* **Source excerpt**
* Start *
In this embodiment, the speaker module described in the following embodiments may be adopted for both the receiver 500 and the speaker module 600. In some other embodiments, a speaker module with another structure may be adopted for the receiver 500, and the speaker module described in the following embodiments may be adopted for the speaker module 600; or the speaker module described in the following embodiments may be adopted for the receiver 500, and a speaker module with another structure may be adopted for the speaker module 600.

It should be understood that the orientation terms such as “top” and “bottom” involved in this application are described with reference to the orientation when the user holds the electronic device 1000 in a hand, as shown in FIG. 1, where a positive direction of the Y-axis is taken as the “top” and a negative direction of the Y-axis is taken as the “bottom”. The terms do not indicate or imply that a specified apparatus or element needs to have a specific orientation and be constructed and operated in a specific orientation, therefore should not be understood as a limitation on this application.

It should be noted that during working of an existing speaker module, the vibration assembly vibrates, causing gas pressure in a back cavity of the speaker module to change. Since a front cavity of the speaker module is in an open state, a change rate of gas pressure in the front cavity is less than a change rate of the back cavity, causing a diaphragm of the vibration assembly to deform or swing, causing the speaker module to produce noise during working, and affecting the audio performance of the speaker module. Next, the structure of the speaker module 600 shown in this embodiment of this application is described.

Refer to FIG. 2, FIG. 3, and FIG. 4. FIG. 2 is a schematic diagram of a structure of the speaker module 600 in the electronic device 1000 shown in FIG. 1, FIG. 3 is a schematic diagram of a partially exploded structure of the speaker module 600 shown in FIG. 2, and FIG. 4 is a schematic diagram of a structure of the speaker module 600 shown in FIG. 2 that is cut along I-I. Cutting along I-I refers to cutting along a plane on which the I-I line is located.

For example, a length direction of the speaker module 600 is the X-axis direction shown in the figure, a width direction of the speaker module 600 is the Y-axis direction shown in the figure, and a thickness direction of the speaker module 600 is the Z-axis direction shown in the figure.
* End *
* **Do this**
Resume the speaker module description after its final sentence, the one that assigns the X, Y, and Z axes to the module's length, width, and thickness.

* **Dataset rows**
* Start *
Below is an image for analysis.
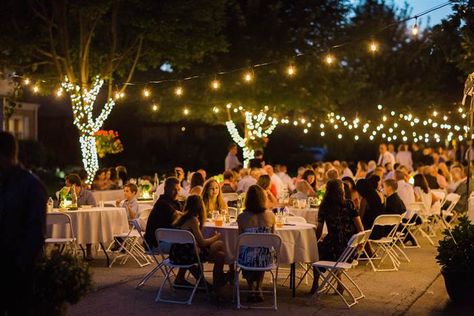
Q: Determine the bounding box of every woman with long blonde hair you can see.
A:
[201,178,227,217]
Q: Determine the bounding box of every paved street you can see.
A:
[70,240,474,316]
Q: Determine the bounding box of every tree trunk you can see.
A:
[79,134,99,184]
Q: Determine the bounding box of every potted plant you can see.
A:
[34,250,92,315]
[436,216,474,303]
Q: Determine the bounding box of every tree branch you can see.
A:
[120,35,143,92]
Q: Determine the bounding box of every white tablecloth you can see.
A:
[204,222,319,264]
[92,190,124,205]
[289,207,319,225]
[51,207,129,244]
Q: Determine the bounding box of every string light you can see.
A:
[244,71,253,83]
[369,41,379,53]
[411,17,420,36]
[324,54,336,65]
[286,65,296,77]
[174,86,184,97]
[211,79,221,90]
* End *
* **Exercise result**
The speaker module 600 includes a shell 10, a speaker core 20, a damping film 30, and a connecting board (not shown in the figure). The speaker core 20 is mounted on an inner side of the shell 10 and divides the inner side of the shell 10 into a front cavity 601 and a back cavity 602. The speaker core 20 may convert an electrical signal into a sound signal. The shell 10 is provided with a through hole 101, and the through hole is communicated with the front cavity 601 and the back cavity 602. The damping film 30 is mounted on the inner side of the shell 10 and covers the through hole 101. The connecting board may be a circuit board. One end of the connecting board is located on the inner side of the shell 10 and is electrically connected to the speaker core 20. The other end of the connecting board is located on an outer side of the shell 10 to electrically connect to an external assembly of the speaker module 600. For example, the other end of the connecting board may be electrically connected to the processor 400 (as shown in FIG. 1).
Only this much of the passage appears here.